#### [Material shown]
══════════

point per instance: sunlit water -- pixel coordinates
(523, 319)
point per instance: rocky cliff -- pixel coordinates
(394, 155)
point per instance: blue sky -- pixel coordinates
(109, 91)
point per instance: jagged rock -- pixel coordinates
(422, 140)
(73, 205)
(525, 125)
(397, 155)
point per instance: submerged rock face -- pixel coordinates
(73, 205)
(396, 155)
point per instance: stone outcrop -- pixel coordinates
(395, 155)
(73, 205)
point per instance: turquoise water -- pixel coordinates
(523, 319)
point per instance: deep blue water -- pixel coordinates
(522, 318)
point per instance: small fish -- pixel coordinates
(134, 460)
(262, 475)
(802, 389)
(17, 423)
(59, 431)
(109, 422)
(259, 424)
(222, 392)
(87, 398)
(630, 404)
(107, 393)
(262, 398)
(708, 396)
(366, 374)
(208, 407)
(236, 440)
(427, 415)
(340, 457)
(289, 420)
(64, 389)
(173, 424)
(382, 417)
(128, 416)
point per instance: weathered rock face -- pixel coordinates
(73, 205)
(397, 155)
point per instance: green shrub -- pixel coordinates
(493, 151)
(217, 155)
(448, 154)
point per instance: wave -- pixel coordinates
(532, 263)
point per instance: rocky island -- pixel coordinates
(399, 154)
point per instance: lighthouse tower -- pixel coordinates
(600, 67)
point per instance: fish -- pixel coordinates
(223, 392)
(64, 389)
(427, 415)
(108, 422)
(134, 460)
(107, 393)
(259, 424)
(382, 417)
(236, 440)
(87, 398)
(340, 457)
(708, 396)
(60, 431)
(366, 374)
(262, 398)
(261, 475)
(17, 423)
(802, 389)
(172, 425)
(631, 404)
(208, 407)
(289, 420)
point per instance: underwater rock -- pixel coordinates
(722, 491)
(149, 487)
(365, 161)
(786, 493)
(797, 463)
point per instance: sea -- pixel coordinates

══════════

#### [Required action]
Exactly as written, give the records again.

#### [Task solution]
point per instance: sunlit water -- pixel coordinates
(523, 319)
point per instance: rocky cliff -- pixel coordinates
(394, 155)
point per instance: blue sky -- pixel coordinates
(109, 91)
point per instance: jagged rock -- pixel coordinates
(422, 140)
(73, 205)
(525, 125)
(397, 155)
point per instance: submerged rock face -- pixel coordinates
(73, 205)
(396, 155)
point per instance: stone outcrop -- pixel coordinates
(395, 155)
(73, 205)
point per instance: turquoise water -- pixel coordinates
(523, 319)
point per instance: deep blue water -- pixel coordinates
(522, 318)
point per instance: small fish -- pixel coordinates
(134, 460)
(262, 475)
(802, 389)
(17, 423)
(59, 431)
(109, 422)
(259, 424)
(222, 392)
(87, 398)
(630, 404)
(107, 393)
(262, 398)
(708, 396)
(366, 374)
(208, 407)
(236, 440)
(427, 415)
(340, 457)
(289, 420)
(64, 389)
(173, 424)
(382, 417)
(128, 416)
point per instance: weathered rock face -- pixel coordinates
(73, 205)
(397, 155)
point per instance: green shrub -- pixel coordinates
(493, 151)
(217, 155)
(448, 154)
point per instance: wave -- pixel coordinates
(532, 263)
point per instance: rocky island -- pixel coordinates
(399, 154)
point per instance: lighthouse tower -- pixel coordinates
(600, 67)
point per instance: fish -- pixel coordinates
(223, 392)
(64, 389)
(427, 415)
(108, 422)
(134, 460)
(107, 393)
(259, 424)
(382, 417)
(236, 440)
(87, 398)
(340, 457)
(708, 396)
(60, 431)
(366, 374)
(262, 398)
(261, 475)
(17, 423)
(802, 389)
(172, 425)
(631, 404)
(208, 407)
(289, 420)
point per instance: underwater rock -- pixel coordinates
(722, 491)
(149, 487)
(365, 161)
(786, 493)
(797, 463)
point per instance: sea -- pixel coordinates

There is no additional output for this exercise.